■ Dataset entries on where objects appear
# # # # #

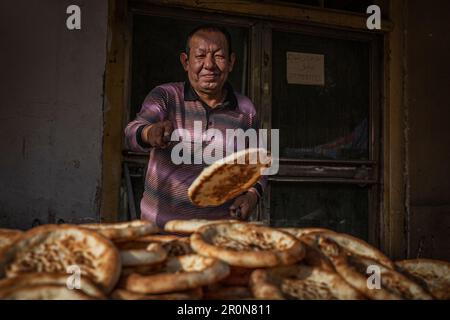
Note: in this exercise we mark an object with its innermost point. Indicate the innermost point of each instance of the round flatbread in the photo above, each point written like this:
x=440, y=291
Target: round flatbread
x=61, y=248
x=194, y=294
x=192, y=225
x=228, y=177
x=43, y=292
x=137, y=253
x=42, y=278
x=358, y=247
x=123, y=230
x=301, y=282
x=8, y=236
x=370, y=277
x=177, y=274
x=433, y=274
x=220, y=292
x=247, y=245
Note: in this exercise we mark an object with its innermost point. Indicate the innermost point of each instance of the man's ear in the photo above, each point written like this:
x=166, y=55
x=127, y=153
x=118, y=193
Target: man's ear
x=184, y=60
x=232, y=61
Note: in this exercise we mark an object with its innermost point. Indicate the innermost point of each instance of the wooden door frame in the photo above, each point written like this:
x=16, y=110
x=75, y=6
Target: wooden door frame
x=393, y=213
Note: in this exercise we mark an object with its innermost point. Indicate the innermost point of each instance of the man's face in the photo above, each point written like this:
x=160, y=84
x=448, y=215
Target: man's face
x=209, y=63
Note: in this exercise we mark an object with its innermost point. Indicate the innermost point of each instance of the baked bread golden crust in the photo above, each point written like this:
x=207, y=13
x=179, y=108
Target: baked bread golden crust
x=53, y=248
x=433, y=274
x=41, y=278
x=221, y=292
x=355, y=270
x=177, y=274
x=123, y=230
x=301, y=282
x=43, y=292
x=192, y=225
x=247, y=245
x=358, y=247
x=228, y=177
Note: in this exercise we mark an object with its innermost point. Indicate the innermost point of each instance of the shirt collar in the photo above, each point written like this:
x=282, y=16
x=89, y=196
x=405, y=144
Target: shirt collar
x=230, y=101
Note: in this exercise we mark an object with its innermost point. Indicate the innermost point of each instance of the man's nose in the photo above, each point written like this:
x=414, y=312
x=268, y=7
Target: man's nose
x=209, y=62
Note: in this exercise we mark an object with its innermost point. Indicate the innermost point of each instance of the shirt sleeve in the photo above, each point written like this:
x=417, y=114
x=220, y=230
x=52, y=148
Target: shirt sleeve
x=154, y=109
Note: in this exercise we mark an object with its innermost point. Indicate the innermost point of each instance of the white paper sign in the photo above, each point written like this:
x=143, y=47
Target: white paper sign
x=305, y=68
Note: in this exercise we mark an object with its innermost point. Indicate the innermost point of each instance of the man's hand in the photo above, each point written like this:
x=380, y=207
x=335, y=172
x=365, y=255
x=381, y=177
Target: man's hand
x=244, y=205
x=158, y=134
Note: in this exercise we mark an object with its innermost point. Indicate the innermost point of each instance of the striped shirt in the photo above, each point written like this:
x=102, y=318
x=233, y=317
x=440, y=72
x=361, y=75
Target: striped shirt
x=165, y=196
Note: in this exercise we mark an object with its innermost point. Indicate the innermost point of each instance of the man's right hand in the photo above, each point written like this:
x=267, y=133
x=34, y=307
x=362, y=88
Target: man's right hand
x=154, y=134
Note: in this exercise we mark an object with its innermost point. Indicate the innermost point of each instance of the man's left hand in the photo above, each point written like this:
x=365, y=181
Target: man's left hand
x=246, y=203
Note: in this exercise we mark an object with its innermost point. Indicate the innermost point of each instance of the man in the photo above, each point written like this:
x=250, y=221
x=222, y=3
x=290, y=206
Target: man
x=207, y=97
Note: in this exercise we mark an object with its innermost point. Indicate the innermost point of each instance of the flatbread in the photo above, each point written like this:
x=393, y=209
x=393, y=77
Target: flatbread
x=221, y=292
x=355, y=270
x=123, y=230
x=301, y=282
x=227, y=178
x=177, y=274
x=192, y=225
x=43, y=292
x=54, y=248
x=247, y=245
x=358, y=247
x=8, y=236
x=433, y=274
x=193, y=294
x=137, y=253
x=41, y=278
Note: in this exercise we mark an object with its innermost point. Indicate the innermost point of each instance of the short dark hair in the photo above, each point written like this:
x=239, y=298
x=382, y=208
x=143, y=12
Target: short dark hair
x=210, y=28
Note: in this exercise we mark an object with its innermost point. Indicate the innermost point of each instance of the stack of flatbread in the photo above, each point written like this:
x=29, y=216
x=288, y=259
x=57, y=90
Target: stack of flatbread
x=204, y=259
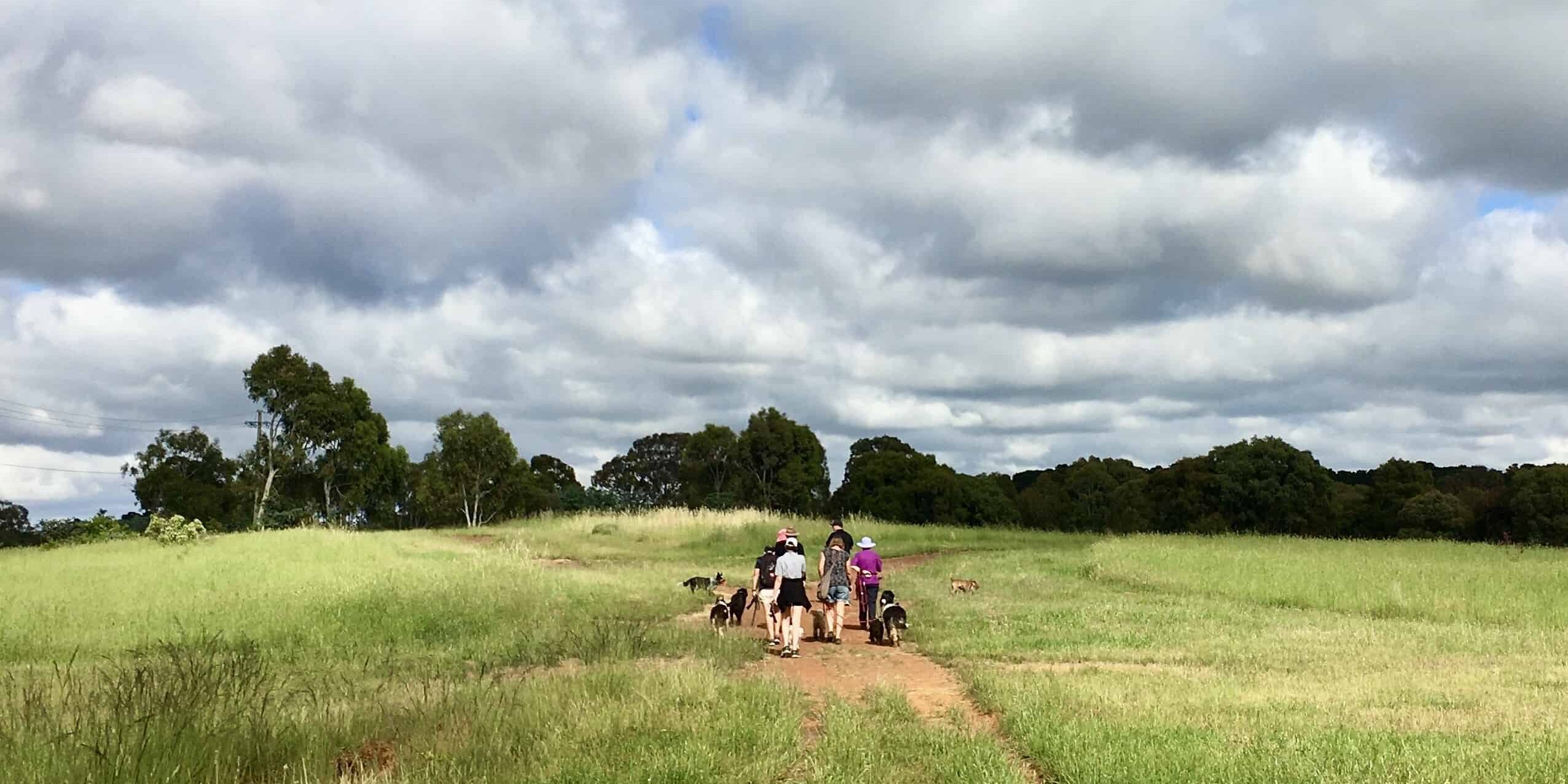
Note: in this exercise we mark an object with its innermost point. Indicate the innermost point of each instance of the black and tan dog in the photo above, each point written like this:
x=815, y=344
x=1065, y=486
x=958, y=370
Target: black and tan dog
x=894, y=623
x=737, y=606
x=719, y=615
x=692, y=584
x=819, y=624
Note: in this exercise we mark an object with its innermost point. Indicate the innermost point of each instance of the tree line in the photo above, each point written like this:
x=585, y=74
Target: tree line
x=322, y=455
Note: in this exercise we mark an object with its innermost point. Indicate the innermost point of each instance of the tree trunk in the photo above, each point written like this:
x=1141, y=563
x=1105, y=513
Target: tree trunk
x=261, y=504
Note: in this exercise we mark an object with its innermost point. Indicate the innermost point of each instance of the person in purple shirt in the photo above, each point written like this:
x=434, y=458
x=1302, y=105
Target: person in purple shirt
x=868, y=570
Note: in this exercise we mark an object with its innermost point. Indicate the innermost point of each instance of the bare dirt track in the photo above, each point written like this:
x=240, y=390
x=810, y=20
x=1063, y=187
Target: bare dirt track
x=849, y=668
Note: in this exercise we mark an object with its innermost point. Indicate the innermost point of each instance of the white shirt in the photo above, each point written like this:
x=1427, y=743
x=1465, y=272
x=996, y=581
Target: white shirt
x=791, y=566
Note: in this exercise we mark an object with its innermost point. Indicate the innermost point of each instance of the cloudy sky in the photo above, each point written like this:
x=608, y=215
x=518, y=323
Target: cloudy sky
x=1010, y=232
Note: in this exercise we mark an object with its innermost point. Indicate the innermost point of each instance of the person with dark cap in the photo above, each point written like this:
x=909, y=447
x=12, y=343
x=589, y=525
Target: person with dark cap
x=839, y=533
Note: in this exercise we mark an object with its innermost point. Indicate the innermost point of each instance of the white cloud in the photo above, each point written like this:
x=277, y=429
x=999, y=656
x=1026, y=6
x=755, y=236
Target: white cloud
x=1016, y=242
x=140, y=107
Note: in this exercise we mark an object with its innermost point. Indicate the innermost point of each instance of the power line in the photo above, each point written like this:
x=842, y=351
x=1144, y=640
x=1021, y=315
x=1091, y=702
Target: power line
x=198, y=421
x=61, y=471
x=82, y=425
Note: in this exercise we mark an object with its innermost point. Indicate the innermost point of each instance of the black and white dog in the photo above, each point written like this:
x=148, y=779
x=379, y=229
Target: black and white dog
x=703, y=582
x=877, y=626
x=893, y=623
x=719, y=615
x=737, y=606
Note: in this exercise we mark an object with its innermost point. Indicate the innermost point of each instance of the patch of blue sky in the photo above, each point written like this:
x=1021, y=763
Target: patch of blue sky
x=714, y=32
x=1493, y=200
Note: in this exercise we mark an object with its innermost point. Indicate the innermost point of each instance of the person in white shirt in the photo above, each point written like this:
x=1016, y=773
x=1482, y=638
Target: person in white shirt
x=789, y=581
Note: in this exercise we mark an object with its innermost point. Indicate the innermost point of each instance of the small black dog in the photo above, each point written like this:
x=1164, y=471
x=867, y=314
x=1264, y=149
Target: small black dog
x=894, y=623
x=719, y=615
x=737, y=606
x=703, y=582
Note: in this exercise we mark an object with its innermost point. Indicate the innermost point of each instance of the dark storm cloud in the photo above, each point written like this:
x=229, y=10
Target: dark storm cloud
x=1012, y=234
x=1472, y=87
x=173, y=149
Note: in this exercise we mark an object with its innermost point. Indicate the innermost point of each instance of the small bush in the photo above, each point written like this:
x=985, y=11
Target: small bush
x=174, y=529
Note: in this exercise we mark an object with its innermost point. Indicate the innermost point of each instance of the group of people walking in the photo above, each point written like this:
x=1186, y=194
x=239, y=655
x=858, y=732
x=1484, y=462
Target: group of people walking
x=778, y=581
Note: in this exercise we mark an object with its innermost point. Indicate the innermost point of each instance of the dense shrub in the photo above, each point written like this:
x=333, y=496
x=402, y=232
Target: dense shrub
x=174, y=529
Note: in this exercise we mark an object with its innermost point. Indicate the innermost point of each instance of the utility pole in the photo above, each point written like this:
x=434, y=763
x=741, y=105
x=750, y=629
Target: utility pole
x=257, y=425
x=261, y=496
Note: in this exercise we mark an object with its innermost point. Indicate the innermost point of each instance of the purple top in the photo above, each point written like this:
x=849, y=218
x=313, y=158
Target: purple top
x=868, y=562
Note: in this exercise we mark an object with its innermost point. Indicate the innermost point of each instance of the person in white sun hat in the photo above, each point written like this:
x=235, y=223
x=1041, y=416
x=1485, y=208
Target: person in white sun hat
x=866, y=566
x=789, y=581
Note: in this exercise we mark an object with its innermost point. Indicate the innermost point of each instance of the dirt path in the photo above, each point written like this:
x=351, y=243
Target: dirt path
x=849, y=668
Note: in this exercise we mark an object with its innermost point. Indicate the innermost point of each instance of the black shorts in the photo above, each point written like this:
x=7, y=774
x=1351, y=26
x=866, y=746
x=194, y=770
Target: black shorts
x=793, y=593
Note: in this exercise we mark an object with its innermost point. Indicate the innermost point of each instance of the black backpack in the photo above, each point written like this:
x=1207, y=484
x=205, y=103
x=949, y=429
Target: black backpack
x=766, y=571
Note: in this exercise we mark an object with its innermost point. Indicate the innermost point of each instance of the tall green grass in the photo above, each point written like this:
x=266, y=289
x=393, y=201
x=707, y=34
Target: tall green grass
x=477, y=659
x=1385, y=579
x=1174, y=659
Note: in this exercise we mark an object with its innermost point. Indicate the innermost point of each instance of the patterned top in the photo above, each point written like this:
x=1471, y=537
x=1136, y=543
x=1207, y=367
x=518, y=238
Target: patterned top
x=834, y=568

# # # # #

■ TO BE DONE
Turn the entries from the line containing "of the patterned" through the final line, both included, into a Markdown table with columns No. and Line. Number each row and leave out blank lines.

■ SOLUTION TO THE EXERCISE
| No. | Line |
|---|---|
| 1 | Note: in this exercise we mark an object with its innermost point. Indicate the innermost point of each instance of the patterned top in the photo above, each point written like this: |
| 2 | x=1471, y=537 |
| 3 | x=1136, y=543 |
| 4 | x=1207, y=367 |
| 5 | x=518, y=238 |
| 6 | Target: patterned top |
| 7 | x=834, y=568 |